:: Point-per-instance localization data ::
:::::

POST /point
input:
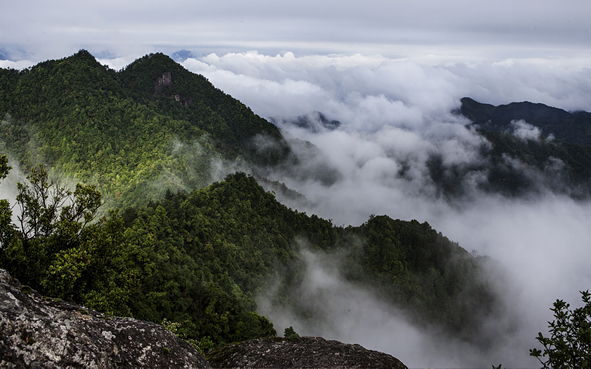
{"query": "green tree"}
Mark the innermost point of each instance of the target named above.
(569, 344)
(6, 227)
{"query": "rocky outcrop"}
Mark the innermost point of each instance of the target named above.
(37, 332)
(42, 333)
(305, 352)
(165, 80)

:::::

:: WHAT IS REQUIRED ::
I would like the data copied exactly as it stands, with no pictures included.

:: TASK OUTPUT ::
POST /point
input:
{"query": "green tree"}
Mark the innermost point of each instance of the target named above.
(569, 344)
(6, 227)
{"query": "rocky outcrop"}
Mark the innermost point of each instance of the target named above.
(37, 332)
(42, 333)
(305, 352)
(165, 80)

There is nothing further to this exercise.